Aim of the exercise:
Return every line of the items below that contains the word "dark".
--
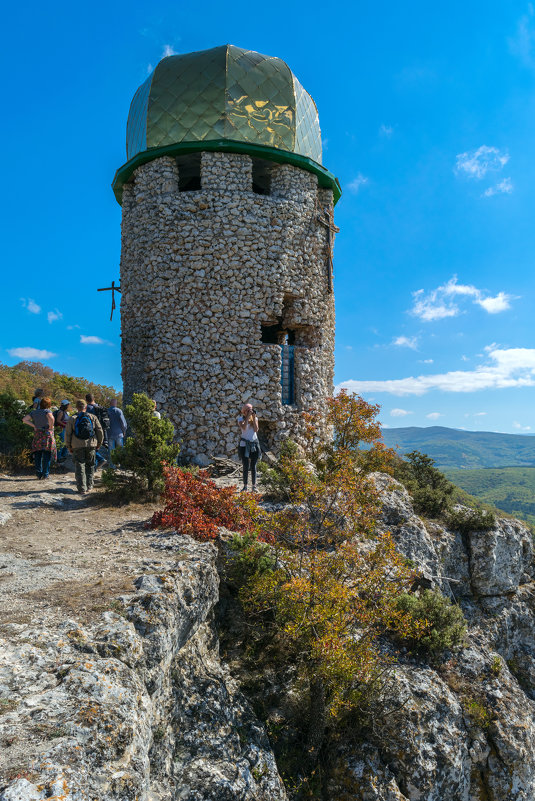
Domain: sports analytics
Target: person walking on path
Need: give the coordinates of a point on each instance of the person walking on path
(102, 415)
(83, 437)
(249, 447)
(117, 430)
(62, 418)
(44, 442)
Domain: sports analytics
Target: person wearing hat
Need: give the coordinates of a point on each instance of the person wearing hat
(62, 417)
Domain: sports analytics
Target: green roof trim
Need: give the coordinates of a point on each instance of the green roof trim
(325, 178)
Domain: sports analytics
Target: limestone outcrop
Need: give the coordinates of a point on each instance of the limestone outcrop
(141, 706)
(138, 706)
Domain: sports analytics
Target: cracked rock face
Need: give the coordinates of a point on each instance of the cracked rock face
(140, 705)
(463, 730)
(137, 707)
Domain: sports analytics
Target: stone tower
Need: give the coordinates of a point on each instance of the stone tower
(227, 236)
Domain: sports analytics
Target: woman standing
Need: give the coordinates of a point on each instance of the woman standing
(249, 447)
(44, 443)
(62, 418)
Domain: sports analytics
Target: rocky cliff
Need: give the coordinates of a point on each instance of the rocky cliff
(140, 705)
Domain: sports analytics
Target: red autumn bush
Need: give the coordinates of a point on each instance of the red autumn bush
(194, 505)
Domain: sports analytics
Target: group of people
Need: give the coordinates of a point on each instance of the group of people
(83, 434)
(93, 427)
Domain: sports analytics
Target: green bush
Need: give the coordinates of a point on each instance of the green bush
(143, 453)
(446, 622)
(15, 436)
(274, 480)
(430, 489)
(249, 558)
(465, 520)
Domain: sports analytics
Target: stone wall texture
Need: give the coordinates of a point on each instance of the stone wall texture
(201, 272)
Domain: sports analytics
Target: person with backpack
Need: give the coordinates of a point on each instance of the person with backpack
(104, 419)
(83, 437)
(44, 443)
(61, 418)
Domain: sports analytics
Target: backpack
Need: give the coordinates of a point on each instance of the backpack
(103, 417)
(83, 426)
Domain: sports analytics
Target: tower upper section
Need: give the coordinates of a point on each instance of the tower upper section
(225, 99)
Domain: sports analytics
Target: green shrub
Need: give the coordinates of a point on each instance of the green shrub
(446, 622)
(274, 480)
(465, 520)
(250, 557)
(430, 489)
(15, 436)
(144, 452)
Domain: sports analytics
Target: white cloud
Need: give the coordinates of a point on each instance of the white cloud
(31, 305)
(406, 342)
(386, 130)
(55, 315)
(505, 368)
(494, 305)
(521, 45)
(31, 353)
(93, 340)
(439, 303)
(357, 182)
(477, 163)
(399, 412)
(521, 427)
(504, 187)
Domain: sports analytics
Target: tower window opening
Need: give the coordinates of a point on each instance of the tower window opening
(189, 172)
(261, 177)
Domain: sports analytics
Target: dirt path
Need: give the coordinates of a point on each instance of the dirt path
(66, 555)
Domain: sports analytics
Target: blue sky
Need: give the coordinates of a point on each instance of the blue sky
(428, 120)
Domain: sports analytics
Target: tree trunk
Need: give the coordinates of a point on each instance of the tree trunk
(317, 722)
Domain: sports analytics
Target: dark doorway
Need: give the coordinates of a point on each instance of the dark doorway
(189, 172)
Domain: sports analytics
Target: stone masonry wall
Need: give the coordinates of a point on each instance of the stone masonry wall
(201, 272)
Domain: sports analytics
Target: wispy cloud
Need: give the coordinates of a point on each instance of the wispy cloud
(442, 302)
(357, 183)
(521, 427)
(522, 44)
(505, 368)
(30, 305)
(406, 342)
(31, 353)
(53, 316)
(477, 163)
(504, 187)
(91, 340)
(168, 50)
(399, 412)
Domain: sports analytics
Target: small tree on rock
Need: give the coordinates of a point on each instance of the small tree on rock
(149, 446)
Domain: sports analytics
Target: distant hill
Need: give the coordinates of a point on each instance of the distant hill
(511, 489)
(452, 448)
(23, 378)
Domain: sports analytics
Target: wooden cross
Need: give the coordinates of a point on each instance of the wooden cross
(114, 289)
(326, 219)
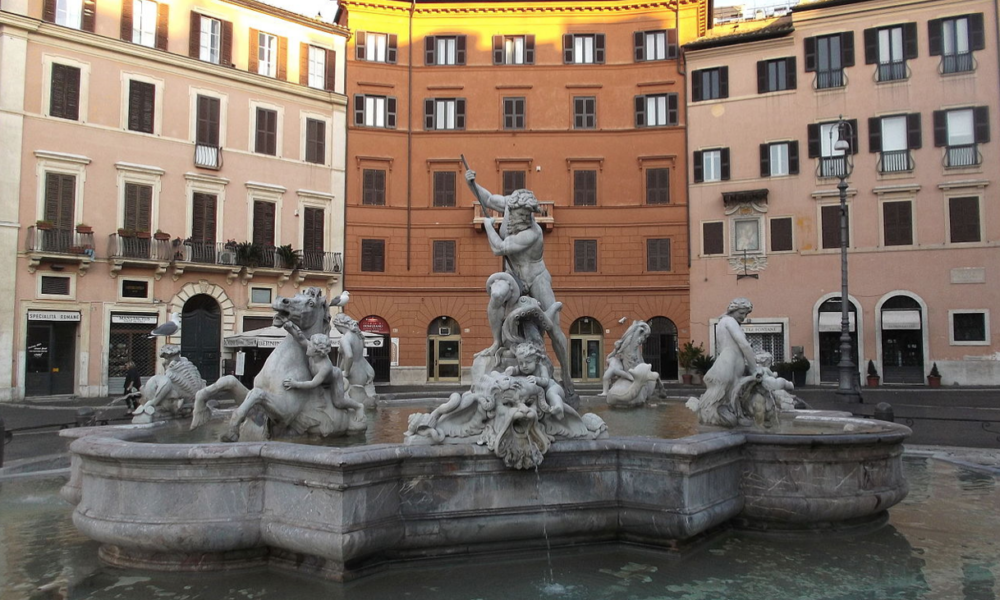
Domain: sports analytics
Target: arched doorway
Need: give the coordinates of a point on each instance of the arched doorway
(379, 349)
(586, 352)
(902, 341)
(201, 335)
(660, 349)
(829, 338)
(444, 350)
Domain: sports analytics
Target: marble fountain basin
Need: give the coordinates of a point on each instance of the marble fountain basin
(340, 513)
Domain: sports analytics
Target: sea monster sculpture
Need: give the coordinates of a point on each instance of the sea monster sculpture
(297, 411)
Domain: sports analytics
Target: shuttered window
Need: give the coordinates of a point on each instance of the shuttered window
(64, 93)
(444, 256)
(138, 207)
(266, 138)
(658, 186)
(203, 217)
(373, 256)
(585, 188)
(963, 216)
(373, 187)
(444, 188)
(141, 105)
(712, 241)
(263, 223)
(830, 217)
(658, 254)
(316, 141)
(60, 200)
(585, 256)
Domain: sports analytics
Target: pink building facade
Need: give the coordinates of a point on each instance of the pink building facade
(917, 81)
(174, 157)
--
Exercise response:
Target: dark doorway
Need: give the coordinates of a point on each instance of the dark doorway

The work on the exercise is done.